⟨

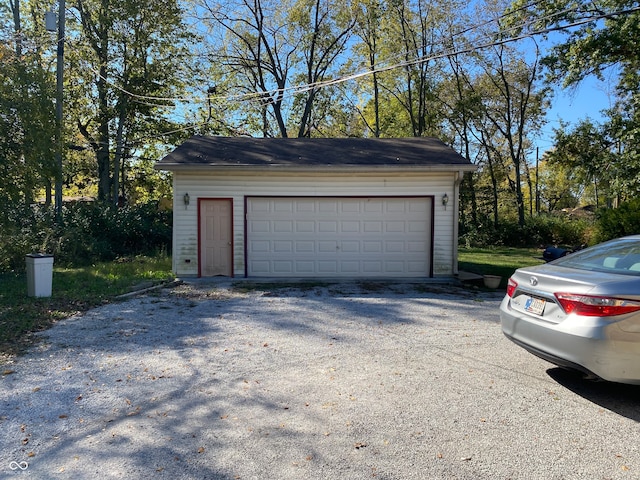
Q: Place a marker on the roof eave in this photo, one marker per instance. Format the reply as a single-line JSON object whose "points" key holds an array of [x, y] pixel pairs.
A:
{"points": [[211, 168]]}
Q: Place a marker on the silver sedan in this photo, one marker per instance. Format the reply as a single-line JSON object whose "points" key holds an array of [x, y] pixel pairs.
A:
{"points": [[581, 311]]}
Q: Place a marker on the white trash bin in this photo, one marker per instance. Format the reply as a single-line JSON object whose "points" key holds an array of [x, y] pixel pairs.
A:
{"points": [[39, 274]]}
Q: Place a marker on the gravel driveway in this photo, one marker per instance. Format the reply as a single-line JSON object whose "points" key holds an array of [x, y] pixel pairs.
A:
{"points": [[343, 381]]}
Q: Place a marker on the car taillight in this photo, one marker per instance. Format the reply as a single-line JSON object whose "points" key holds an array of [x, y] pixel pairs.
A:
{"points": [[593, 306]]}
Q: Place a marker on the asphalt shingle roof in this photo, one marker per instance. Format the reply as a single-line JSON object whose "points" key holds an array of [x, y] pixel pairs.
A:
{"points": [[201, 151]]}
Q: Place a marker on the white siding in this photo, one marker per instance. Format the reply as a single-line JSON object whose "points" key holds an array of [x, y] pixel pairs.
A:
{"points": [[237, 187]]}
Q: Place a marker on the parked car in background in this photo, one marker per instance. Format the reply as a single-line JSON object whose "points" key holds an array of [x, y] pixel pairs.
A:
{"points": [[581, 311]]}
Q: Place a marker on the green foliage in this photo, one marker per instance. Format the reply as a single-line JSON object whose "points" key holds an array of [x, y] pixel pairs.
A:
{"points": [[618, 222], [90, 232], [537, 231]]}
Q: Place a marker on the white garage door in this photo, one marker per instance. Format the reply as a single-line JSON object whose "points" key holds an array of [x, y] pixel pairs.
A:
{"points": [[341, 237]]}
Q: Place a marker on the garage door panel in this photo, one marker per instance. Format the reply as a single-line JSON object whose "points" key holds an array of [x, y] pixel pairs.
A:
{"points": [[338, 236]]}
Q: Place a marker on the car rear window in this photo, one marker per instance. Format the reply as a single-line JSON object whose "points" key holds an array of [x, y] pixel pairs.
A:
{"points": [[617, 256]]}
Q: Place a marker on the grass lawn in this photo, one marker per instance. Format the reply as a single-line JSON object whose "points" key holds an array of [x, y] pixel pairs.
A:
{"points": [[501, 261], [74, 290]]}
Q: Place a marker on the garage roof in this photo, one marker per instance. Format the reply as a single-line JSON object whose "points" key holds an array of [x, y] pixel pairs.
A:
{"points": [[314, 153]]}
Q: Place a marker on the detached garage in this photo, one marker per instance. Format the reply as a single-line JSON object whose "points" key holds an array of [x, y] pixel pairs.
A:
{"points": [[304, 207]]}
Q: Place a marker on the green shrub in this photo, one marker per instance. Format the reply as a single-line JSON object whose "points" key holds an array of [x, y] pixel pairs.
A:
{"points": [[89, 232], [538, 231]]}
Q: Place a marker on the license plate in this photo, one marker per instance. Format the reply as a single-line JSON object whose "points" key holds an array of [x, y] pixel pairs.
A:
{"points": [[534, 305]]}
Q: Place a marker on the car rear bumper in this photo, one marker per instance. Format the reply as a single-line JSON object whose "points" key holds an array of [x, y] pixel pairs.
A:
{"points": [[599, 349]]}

⟩

Copy all of the lines above word for word, leaving out the picture.

Response -
Q: Place a marker on the roof eave in this photo, one marker per instance. Format the reply as a single-line JSON object whose "points" key holds an array of [x, y] pixel pairs.
A:
{"points": [[211, 168]]}
Q: Place a marker on the silver sedan in this photo, one marker per instance. Format the reply as a single-line JSON object whose "points" key holds an array of [x, y] pixel pairs.
A:
{"points": [[581, 311]]}
Q: Place a marker on the white trash bin in this photo, one marker per instance. Format the reply as a single-line JSON object whose "points" key holds an array of [x, y] pixel pairs.
A:
{"points": [[39, 274]]}
Q: Place a marker on the gravel driveway in this photo, one marker per instance. Format the reply as a single-line JSON object whose "points" key holds an array of [x, y] pixel pairs.
A:
{"points": [[343, 381]]}
Q: Place a marker on the car taillight in this photo, one marker per instance. Format the reply as a single-line JSON object whose "points" key holds an array of [x, y] pixel pairs.
A:
{"points": [[593, 306]]}
Q: Place a marker on the asphalt shingle roof in this photo, one marker per instance. Format the reply as a single-line JSON object whose "points" key holds an array of [x, y] pixel pairs.
A:
{"points": [[201, 151]]}
Q: Place a marker on the white siding in this photo, one marker per instance. Format the reply as a single-line JSON object whose "points" key holds an array of [x, y] pixel pairs.
A:
{"points": [[237, 187]]}
Q: Place a marker on the parked car in background in this photo, one marker per instance. Format the reply as a single-line JSON object whose "points" key holds an array of [x, y] pixel pairs.
A:
{"points": [[581, 311]]}
Q: Place a marker on the green foliage in this photo, one marker per instance. Format the reply as a single-line JSON object whose "points" key holds an array of [x, y] pixel pairs.
A:
{"points": [[618, 222], [90, 232], [537, 231]]}
Q: Place a marker on the white garage door in this photo, one marker per instance. Format the reply as a single-line JSON object whose "points" key holds an array of [x, y] pixel pairs.
A:
{"points": [[341, 237]]}
Q: Place a marker on the garage door panel in this photo, one marker per instance. Format the reply as a single-line JSON object whose "points" key holds an array of [x, y] pixel pairs.
A:
{"points": [[338, 236]]}
Q: Place a marker on the car rear window in this photo, one marker per instance. Format the reply as a single-line JSON object whose "points" key holds an array of [x, y] pixel pairs.
A:
{"points": [[617, 256]]}
Q: Place a marker on the grass lawn in this photo, one marker per instance. Format the reply as a single-line JSON object whose "points" key holds an array of [x, y] pixel pairs.
A:
{"points": [[501, 261], [74, 290]]}
Q: Place a marker on the garage roof in this photo, one marker per instance. Format the reply as a single-line JSON object whose "points" key holds an array of [x, y] pixel pairs.
A:
{"points": [[314, 153]]}
Q: Place a marker on the detached garage in this photo, one marker per instance. Format the reply as a single-line JSON object whose "points" key holds an array of [x, y] pixel pairs.
A:
{"points": [[304, 207]]}
Q: Place a marker on the green shrub in this photo, one marker per instance. Format the reply as a single-line JSON object whose "points" key holds an array of [x, y] pixel pairs.
A:
{"points": [[89, 232], [538, 231]]}
Q: Place a marker on the license plate in this photo, one marker per instance. Format the reply as a single-line JSON object whose "points" key holds an array of [x, y] pixel pairs.
A:
{"points": [[534, 305]]}
Q: Place a marker on the car rear bumper in this photo, one marker per instance. Format the reply as a single-line JSON object whose "points" key holds an array of [x, y] pixel pairs.
A:
{"points": [[599, 349]]}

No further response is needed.